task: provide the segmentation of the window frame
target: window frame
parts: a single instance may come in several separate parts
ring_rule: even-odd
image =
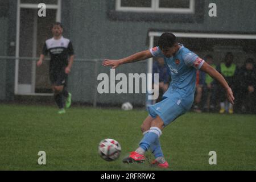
■ ■ ■
• _Instruction_
Pull out each line of the data above that contains the string "window".

• _Full response_
task: provide the segmentation of the window frame
target: window frame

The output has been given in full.